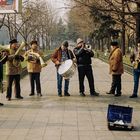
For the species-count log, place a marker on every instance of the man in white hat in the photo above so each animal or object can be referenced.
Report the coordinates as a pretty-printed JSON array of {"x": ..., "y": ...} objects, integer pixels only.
[{"x": 83, "y": 56}]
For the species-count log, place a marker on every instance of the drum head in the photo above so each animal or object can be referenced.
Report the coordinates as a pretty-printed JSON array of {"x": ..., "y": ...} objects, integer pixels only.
[{"x": 65, "y": 66}]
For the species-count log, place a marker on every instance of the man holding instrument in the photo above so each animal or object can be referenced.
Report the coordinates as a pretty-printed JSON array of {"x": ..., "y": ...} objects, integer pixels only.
[
  {"x": 13, "y": 69},
  {"x": 60, "y": 55},
  {"x": 2, "y": 61},
  {"x": 34, "y": 67},
  {"x": 83, "y": 56}
]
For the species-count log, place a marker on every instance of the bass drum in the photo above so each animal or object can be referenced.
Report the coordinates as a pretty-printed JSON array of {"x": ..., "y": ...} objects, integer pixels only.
[{"x": 67, "y": 69}]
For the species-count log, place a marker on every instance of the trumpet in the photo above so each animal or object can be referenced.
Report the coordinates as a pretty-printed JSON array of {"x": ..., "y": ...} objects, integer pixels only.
[
  {"x": 37, "y": 56},
  {"x": 88, "y": 47},
  {"x": 4, "y": 50}
]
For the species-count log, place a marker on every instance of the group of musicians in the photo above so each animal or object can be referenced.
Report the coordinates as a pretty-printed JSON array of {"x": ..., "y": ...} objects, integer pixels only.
[{"x": 80, "y": 55}]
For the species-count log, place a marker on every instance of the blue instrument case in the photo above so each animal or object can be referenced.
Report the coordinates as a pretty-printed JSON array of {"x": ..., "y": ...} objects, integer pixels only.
[{"x": 119, "y": 117}]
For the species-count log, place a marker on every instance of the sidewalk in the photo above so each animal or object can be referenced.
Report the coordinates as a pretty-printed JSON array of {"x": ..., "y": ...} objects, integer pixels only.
[{"x": 67, "y": 118}]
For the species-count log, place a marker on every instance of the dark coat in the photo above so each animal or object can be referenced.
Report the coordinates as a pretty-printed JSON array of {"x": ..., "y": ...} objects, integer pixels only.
[
  {"x": 83, "y": 56},
  {"x": 57, "y": 55},
  {"x": 116, "y": 61}
]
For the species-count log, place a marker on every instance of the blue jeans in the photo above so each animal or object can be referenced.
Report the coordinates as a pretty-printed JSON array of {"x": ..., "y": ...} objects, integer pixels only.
[
  {"x": 59, "y": 84},
  {"x": 136, "y": 74}
]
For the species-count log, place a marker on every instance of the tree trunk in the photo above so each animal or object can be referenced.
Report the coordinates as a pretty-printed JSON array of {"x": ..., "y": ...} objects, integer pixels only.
[{"x": 138, "y": 24}]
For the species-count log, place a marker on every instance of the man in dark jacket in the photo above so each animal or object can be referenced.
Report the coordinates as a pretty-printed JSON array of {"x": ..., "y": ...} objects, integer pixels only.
[
  {"x": 59, "y": 56},
  {"x": 3, "y": 58},
  {"x": 83, "y": 56}
]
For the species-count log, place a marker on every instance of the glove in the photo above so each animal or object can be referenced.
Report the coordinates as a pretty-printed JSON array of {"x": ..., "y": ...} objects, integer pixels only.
[
  {"x": 17, "y": 57},
  {"x": 30, "y": 58},
  {"x": 21, "y": 58}
]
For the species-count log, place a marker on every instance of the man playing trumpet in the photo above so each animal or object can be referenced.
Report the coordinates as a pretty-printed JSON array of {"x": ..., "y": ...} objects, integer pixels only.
[
  {"x": 34, "y": 67},
  {"x": 13, "y": 69},
  {"x": 83, "y": 56},
  {"x": 2, "y": 61}
]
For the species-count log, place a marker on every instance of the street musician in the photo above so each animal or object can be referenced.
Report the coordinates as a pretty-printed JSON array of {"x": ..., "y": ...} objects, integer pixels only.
[
  {"x": 2, "y": 61},
  {"x": 83, "y": 55},
  {"x": 34, "y": 67},
  {"x": 13, "y": 69}
]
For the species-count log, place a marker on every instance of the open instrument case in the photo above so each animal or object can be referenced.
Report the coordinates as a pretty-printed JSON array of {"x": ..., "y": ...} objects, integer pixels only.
[{"x": 119, "y": 117}]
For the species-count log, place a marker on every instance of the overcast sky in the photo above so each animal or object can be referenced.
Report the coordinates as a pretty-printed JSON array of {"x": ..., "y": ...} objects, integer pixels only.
[{"x": 60, "y": 7}]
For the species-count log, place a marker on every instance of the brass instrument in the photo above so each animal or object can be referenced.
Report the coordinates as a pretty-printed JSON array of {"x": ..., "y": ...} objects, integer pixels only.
[
  {"x": 88, "y": 47},
  {"x": 37, "y": 56},
  {"x": 17, "y": 62},
  {"x": 3, "y": 51}
]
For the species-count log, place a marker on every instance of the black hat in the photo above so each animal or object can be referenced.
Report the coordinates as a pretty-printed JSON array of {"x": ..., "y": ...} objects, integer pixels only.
[
  {"x": 65, "y": 44},
  {"x": 13, "y": 41},
  {"x": 114, "y": 43},
  {"x": 33, "y": 42}
]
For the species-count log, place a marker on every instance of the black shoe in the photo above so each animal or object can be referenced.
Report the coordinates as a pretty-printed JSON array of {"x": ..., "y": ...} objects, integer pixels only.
[
  {"x": 133, "y": 96},
  {"x": 94, "y": 94},
  {"x": 1, "y": 104},
  {"x": 8, "y": 99},
  {"x": 60, "y": 95},
  {"x": 82, "y": 94},
  {"x": 32, "y": 94},
  {"x": 66, "y": 94},
  {"x": 117, "y": 95},
  {"x": 39, "y": 94},
  {"x": 109, "y": 92},
  {"x": 19, "y": 97}
]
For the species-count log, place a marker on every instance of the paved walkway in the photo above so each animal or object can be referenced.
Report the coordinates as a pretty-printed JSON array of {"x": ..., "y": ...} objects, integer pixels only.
[{"x": 67, "y": 118}]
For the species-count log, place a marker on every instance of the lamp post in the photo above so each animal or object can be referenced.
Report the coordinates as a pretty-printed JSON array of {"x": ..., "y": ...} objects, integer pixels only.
[
  {"x": 123, "y": 27},
  {"x": 138, "y": 23}
]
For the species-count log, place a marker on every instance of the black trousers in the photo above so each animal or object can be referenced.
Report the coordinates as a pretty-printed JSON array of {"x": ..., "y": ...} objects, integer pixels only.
[
  {"x": 35, "y": 79},
  {"x": 116, "y": 84},
  {"x": 10, "y": 79},
  {"x": 86, "y": 71}
]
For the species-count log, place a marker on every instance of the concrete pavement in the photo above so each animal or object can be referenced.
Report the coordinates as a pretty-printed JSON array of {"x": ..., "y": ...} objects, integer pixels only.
[{"x": 67, "y": 118}]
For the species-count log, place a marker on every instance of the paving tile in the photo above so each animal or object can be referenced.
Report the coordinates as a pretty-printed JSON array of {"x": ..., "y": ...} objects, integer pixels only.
[{"x": 67, "y": 118}]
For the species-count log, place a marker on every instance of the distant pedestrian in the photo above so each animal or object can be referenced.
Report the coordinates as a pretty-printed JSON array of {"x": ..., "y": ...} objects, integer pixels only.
[
  {"x": 34, "y": 67},
  {"x": 83, "y": 56},
  {"x": 135, "y": 60},
  {"x": 13, "y": 70},
  {"x": 60, "y": 55},
  {"x": 115, "y": 68},
  {"x": 3, "y": 59}
]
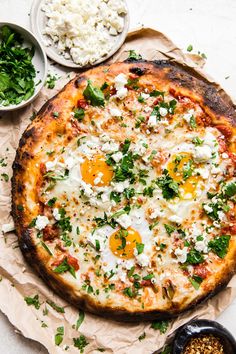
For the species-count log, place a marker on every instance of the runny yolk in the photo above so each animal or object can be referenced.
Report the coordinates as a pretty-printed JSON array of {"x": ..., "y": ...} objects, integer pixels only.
[
  {"x": 95, "y": 171},
  {"x": 181, "y": 168},
  {"x": 123, "y": 242}
]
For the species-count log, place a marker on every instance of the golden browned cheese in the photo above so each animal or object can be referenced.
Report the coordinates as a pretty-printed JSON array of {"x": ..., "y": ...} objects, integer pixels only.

____________________

- What you will do:
Repeat the data verbatim through the "the blue instrument" line, no pictures.

- Result:
For the species-count log, place a marker on every instance of the man in white hat in the photo above so each animal or object can be referenced.
Report the coordinates as a pretty-printed JSON array of {"x": ..., "y": ...} objects, integer pixels only.
[{"x": 83, "y": 56}]
For the species-count log, place a marker on every instance of the drum head in the photo above so each animal or object can be referenced.
Report the coordinates as a pretty-printed JSON array of {"x": ..., "y": ...} objects, integer pixels only.
[{"x": 65, "y": 66}]
For the species-count log, place a marker on every instance of the man holding instrument in the photo above so each animal or object can be referenced.
Report the coordinates as a pretty-printed JSON array of {"x": ..., "y": ...} objects, integer pixels only.
[
  {"x": 13, "y": 69},
  {"x": 60, "y": 55},
  {"x": 2, "y": 61},
  {"x": 34, "y": 67},
  {"x": 83, "y": 56}
]
For the species-count log, place a marker on every instance of the bass drum in the photo above so each animal or object can be referenced.
Report the coordinates as a pretty-printed JSON array of {"x": ..., "y": ...} objects, integer pixels only.
[{"x": 67, "y": 69}]
For the species-count log, place a marker on every instance of the trumpet in the photo above so each animal or object can be referenced.
Report the coordinates as a pretty-printed JSON array of {"x": ..., "y": ...} objects, integer pixels only.
[
  {"x": 37, "y": 56},
  {"x": 88, "y": 47},
  {"x": 4, "y": 50}
]
For the species-count log, place a marker on every instance of the group of musicians in the photo above so each animal or object can be referenced.
Report the coordinates as a pretty-printed JSON array of {"x": ..., "y": ...} objects, integer pixels only.
[{"x": 80, "y": 55}]
For the species-count log, place a marker on every instance of the blue instrument case in the photo above so each animal or object can be referenced.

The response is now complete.